# TEKS YANG DISEDIAKAN
SINGAPURA, Suara Muhammadiyah- Dalam konteks kebangsaan, khususnya di Indonesia dengan masyarakatnya yang mayoritas Muslim, agama telah memberikan kontribusi dalam membangun kehidupan berbangsa. Hal ini disampaikan oleh Haedar Nashir, Ketua Umum Pimpinan Pusat Muhammadiyah saat menjadi narasumber dalam forum private RSIS Roundtable di ruang Keypoint Kampus RSIS, Singapura pada Rabu (25/10).
“Dalam konteks historis dan sosiologis, bagi masyarakat Indonesia, agama memiliki peran dan kontribusi besar dalam bangunan kebangsaan di Indonesia,” ungkap Haedar.
Walaupun memang, pasca reformasi yang cenderung meniscayakan kebebasan, telah melahirkan corak baru keberagamaan yang sangat variatif, baik dalam bentuk ekstrem maupun sekuler. Dimana pada satu sisi mulai muncul tarikan yang kuat ke arah legaliasasi agama dalam kebangsaan, sedangkan di sisi lain muncul tarikan yang sama pada pemisahan yang kuat antara agama dan kebangsaan.
Namun menurut Haedar, Muhammadiyah mengambil posisi di tengah dengan menempatkan agama sebagai sumber nilai bagi pondasi kebangsaan. “Memang Indonesia tidak bisa dijadikan negara agama, namun bukan berarti pula Indonesia menjadi negara sekuler. Bagi Muhammadiyah Indonesia adalah negara pancasila yaitu negara yang dibangun berdasarkan perjanjian dan persaksian atau darul ahdi wasyahadah. Oleh karenanya, bagi Muhammadiyah, sebagai negara Pancasila Indonesia harus menjadi negara maju, modern dan unggul,” imbuh Haedar.
Posisi Muhammadiyah dalam konteks kebangsaan, bukanlah sekedar menempatkan dari satu pendulum ekstrem ke pendulum ekstrem lainnya. Melainkan mengambil posisi tengah yang hadir sebagai solusi. Haedar mencontohkan dengan gerakan radikalisme. Walaupun sebagai wujud perlawanan atas bentuk radikalisasi keagamaan ini muncul kebijakan deradikalisasi, namun bagi Muhammadiyah kebijakan tersebut tidaklah tepat, sebab hanya menjadi bentuk lain dari konsep ektremisme kanan ke bentuk ektremisme kiri. Maka sebagai solusi, Muhammadiyah mengadirkan konsep gerakan moderasi, yaitu cara dan jalan tengah yang bersifat aktif bukan sekedar berlawanan, namun hadir mencari solusi secara seimbang.

# TUGAS LATIHAN
A: Tolong salin bagian teks tentang agama dan kebangsaan, mulai dari kata-kata "Posisi Muhammadiyah dalam" dan berhenti setelah kata-kata "solusi secara seimbang.".
B: Sebutkan semua sifat yang menurut teks tentang agama dan kebangsaan harus dimiliki Indonesia sebagai negara Pancasila.
Baris-baris data berikut tidak berkaitan dengan teks tentang agama dan kebangsaan.

# Entri data tersimpan
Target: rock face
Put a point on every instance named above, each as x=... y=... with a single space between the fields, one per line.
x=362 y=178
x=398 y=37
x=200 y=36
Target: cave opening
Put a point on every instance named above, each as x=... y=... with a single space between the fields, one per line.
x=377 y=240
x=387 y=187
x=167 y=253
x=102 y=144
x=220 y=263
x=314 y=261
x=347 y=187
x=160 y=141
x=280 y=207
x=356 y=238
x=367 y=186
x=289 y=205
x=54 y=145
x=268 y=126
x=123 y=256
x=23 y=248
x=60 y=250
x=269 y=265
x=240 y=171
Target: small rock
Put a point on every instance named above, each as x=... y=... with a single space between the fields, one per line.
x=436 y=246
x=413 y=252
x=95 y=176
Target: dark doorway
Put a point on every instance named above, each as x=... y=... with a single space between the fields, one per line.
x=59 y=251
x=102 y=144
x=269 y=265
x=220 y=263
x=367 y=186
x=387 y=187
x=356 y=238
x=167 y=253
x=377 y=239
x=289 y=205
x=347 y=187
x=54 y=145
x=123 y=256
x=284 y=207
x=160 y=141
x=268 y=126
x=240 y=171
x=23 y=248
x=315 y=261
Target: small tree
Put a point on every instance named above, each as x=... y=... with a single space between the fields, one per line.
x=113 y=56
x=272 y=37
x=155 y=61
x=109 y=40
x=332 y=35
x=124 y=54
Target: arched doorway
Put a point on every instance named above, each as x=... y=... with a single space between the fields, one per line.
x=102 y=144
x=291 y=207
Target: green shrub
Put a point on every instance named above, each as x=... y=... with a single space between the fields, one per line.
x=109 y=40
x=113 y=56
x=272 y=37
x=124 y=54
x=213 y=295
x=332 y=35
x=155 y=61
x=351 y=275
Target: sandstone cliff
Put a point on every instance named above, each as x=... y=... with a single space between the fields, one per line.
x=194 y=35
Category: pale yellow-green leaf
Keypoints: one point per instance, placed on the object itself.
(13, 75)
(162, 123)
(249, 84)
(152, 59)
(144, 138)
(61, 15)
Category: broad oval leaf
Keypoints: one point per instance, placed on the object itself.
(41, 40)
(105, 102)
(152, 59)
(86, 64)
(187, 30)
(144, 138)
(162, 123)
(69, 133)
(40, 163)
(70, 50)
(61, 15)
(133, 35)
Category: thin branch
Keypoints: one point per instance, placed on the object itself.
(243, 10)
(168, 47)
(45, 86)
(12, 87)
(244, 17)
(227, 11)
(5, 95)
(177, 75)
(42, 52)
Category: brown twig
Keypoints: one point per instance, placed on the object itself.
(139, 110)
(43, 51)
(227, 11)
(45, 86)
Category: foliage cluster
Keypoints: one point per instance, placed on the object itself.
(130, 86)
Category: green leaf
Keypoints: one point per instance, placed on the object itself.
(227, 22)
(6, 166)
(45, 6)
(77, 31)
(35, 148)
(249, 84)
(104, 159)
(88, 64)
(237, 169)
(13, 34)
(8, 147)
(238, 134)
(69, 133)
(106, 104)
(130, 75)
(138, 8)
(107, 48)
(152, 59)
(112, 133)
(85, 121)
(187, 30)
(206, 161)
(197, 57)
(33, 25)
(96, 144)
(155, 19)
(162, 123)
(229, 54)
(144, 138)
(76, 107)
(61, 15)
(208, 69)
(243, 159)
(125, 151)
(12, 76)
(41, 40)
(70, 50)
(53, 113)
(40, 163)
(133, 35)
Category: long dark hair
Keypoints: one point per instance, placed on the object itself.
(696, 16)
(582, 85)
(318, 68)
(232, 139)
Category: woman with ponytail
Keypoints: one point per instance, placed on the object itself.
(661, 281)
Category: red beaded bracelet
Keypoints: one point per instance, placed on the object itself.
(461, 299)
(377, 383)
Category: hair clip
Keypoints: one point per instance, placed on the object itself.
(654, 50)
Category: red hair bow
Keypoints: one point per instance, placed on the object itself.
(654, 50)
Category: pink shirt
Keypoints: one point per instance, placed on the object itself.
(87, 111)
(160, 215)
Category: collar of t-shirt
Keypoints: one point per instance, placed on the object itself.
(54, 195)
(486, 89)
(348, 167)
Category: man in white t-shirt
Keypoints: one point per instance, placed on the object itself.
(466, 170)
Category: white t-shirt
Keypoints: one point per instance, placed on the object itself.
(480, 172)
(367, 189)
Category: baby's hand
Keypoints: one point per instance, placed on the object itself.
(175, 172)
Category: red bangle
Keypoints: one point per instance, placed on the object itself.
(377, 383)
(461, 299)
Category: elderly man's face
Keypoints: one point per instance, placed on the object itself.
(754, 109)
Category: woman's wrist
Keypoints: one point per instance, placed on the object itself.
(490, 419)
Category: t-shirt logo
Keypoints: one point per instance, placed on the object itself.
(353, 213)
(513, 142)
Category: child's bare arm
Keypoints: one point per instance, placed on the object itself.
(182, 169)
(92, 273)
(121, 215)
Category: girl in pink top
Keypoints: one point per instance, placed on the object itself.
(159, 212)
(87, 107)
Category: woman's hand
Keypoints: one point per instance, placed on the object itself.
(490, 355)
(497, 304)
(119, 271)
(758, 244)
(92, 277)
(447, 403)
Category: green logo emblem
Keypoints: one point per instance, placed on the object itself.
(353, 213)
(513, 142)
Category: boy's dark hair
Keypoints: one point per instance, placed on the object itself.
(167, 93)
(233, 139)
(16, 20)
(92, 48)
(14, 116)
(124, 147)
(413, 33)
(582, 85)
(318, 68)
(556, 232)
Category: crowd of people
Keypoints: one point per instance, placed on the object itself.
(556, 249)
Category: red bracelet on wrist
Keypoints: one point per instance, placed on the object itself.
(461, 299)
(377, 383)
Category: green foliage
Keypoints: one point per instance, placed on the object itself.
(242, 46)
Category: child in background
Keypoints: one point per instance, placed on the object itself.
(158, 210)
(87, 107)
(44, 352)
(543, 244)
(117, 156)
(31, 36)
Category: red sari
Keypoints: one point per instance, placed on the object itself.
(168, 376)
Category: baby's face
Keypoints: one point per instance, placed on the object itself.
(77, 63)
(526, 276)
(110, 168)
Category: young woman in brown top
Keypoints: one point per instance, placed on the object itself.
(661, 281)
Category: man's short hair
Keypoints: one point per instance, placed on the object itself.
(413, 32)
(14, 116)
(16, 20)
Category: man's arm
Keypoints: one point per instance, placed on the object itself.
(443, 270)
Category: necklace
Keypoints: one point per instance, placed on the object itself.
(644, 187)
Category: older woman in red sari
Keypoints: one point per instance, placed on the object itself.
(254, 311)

# JAWABAN
A:
Posisi Muhammadiyah dalam konteks kebangsaan, bukanlah sekedar menempatkan dari satu pendulum ekstrem ke pendulum ekstrem lainnya. Melainkan mengambil posisi tengah yang hadir sebagai solusi. Haedar mencontohkan dengan gerakan radikalisme. Walaupun sebagai wujud perlawanan atas bentuk radikalisasi keagamaan ini muncul kebijakan deradikalisasi, namun bagi Muhammadiyah kebijakan tersebut tidaklah tepat, sebab hanya menjadi bentuk lain dari konsep ektremisme kanan ke bentuk ektremisme kiri. Maka sebagai solusi, Muhammadiyah mengadirkan konsep gerakan moderasi, yaitu cara dan jalan tengah yang bersifat aktif bukan sekedar berlawanan, namun hadir mencari solusi secara seimbang.

B: Maju, modern, dan unggul.